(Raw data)
· · · ·

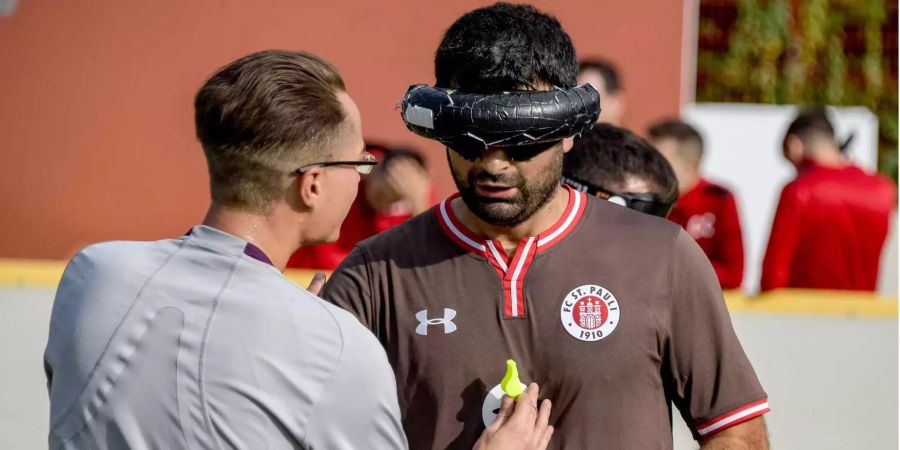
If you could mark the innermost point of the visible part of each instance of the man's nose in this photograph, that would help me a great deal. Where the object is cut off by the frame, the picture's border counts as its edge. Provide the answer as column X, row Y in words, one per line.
column 495, row 160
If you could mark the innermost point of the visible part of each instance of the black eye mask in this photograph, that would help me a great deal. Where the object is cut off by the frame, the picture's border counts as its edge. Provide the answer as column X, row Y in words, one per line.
column 524, row 123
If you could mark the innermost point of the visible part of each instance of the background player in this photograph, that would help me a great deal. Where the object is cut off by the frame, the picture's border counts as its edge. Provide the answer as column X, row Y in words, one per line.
column 614, row 164
column 832, row 220
column 706, row 210
column 604, row 76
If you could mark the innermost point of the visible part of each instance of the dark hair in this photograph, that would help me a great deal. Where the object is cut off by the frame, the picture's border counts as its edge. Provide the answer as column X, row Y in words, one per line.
column 688, row 138
column 505, row 47
column 607, row 71
column 262, row 115
column 810, row 122
column 607, row 155
column 392, row 153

· · · ·

Pull out every line of the data above word for word, leaving out the pictures.

If you could mark the innermost point of the visible part of each instance of the man's nose in this photograph, that would help me a great deal. Where the object is cut off by the frame, the picture's border counts as its edge. Provide the answer as column X, row Y in words, one per line.
column 495, row 160
If you could mark the innermost point of the visible part of each instance of the black eye mask in this photograph, that would help me a great deal. Where the object is cut off by the frame, the picture's border counts as its edge. Provide the answer as column X, row Y in words, one per line.
column 524, row 123
If you could mark the innermost point of the visible part of each instance of the background player in this photograph, that would help me a great deal. Where the object is cut off by the frame, the picture's border counts as its edge. Provide the answer as column X, row Y in words, one per line.
column 614, row 164
column 832, row 220
column 706, row 210
column 604, row 76
If you could mark the innermost point of the visible part of each instance of the dark hair in this photograph, that would help me a great deal. Where the object is cut off by the frame, the picture's border counts as its edge. Provide the answer as column X, row Y in words, one per line.
column 688, row 138
column 505, row 47
column 607, row 71
column 262, row 115
column 810, row 122
column 607, row 155
column 392, row 153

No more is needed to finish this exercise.